## EXERCISE SET
(a) Explain in one to three sentences why Hunt says, in the Kelley Hunt text, that the honor comes at an awkward time in her career.
(b) Print everything in the Kelley Hunt text from "Hunt, who recalls" down to "the new hall.".

## TEXT
=== Section Start ===

Another well-known female musician being celebrated at the 2006 ceremony is Lawrence’s Kelley Hunt.
“I’m gone so much (touring), especially in the last few years, it’s really caught me off-guard to be recognized like this in my home state,” Hunt says.
While the R&B singer-keyboardist considers herself “amazed and grateful” at the honor, she also admits it comes at an awkward time during her career.
“Sometimes you feel like you need to be further along,” she says. “I feel like I’m smack dab in the middle of the big roller coaster ride and I haven’t reached that top part yet.”
Hunt, who recalls playing her first professional gig at the Emporia Country Club in 1973, will be importing her entire band from Nashville for her live showcase. She says numerous people have congratulated her while on tour this year for being inducted into the new hall.
“There is a stereotype about what Kansas is or isn’t. I’ve found when I go out to either coast or to Canada, there’s a bit of a curiosity factor,” she says. “In advertising things for me, being a woman is a bit of an oddity. Writing my own music is really out there for blues-based music. But the kicker is ‘from Kansas.'”
Behind the ‘Green Door’
“We thought we were having a good time. We didn’t know we were making any kind of history,” says Johnny Neal.

=== Section End ===

## RECORD EXCERPTS
=== Section Start ===

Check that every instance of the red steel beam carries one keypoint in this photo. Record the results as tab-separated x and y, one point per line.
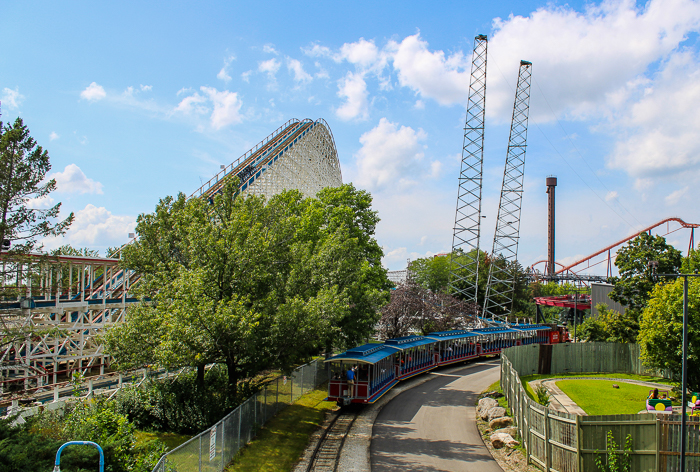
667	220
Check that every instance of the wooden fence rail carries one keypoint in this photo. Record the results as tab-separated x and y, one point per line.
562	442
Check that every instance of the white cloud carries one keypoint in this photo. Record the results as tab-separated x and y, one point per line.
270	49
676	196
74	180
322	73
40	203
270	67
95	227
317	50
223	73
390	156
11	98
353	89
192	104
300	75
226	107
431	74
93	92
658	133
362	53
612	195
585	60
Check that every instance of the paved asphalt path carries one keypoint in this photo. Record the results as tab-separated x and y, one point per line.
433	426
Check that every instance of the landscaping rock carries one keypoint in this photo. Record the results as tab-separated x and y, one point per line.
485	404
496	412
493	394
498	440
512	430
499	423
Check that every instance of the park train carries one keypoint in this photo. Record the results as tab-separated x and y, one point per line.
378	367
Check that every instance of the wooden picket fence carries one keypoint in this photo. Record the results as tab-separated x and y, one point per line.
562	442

=== Section End ===

## OUTPUTS IN ORDER
(a) Hunt feels she should be further along in her career. She describes herself as being in the middle of a big roller coaster ride and says she hasn't reached the top part yet.

(b)
Hunt, who recalls playing her first professional gig at the Emporia Country Club in 1973, will be importing her entire band from Nashville for her live showcase. She says numerous people have congratulated her while on tour this year for being inducted into the new hall.